Work request> A verbatim copy of each record is required.

(Information shown Opens)

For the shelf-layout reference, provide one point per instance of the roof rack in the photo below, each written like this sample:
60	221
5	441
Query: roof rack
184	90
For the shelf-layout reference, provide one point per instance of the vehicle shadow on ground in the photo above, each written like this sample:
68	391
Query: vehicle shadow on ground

(Information shown Closes)

Exercise output>
For the shelf-layout reference, provide one point per instance of the roof rack in the photo below, each written like this sample:
60	221
5	441
Query: roof rack
184	90
For the shelf-layout reference, provide one point per instance of the vehicle shadow on ground in the photo above, each written like this sample:
68	391
Query: vehicle shadow on ground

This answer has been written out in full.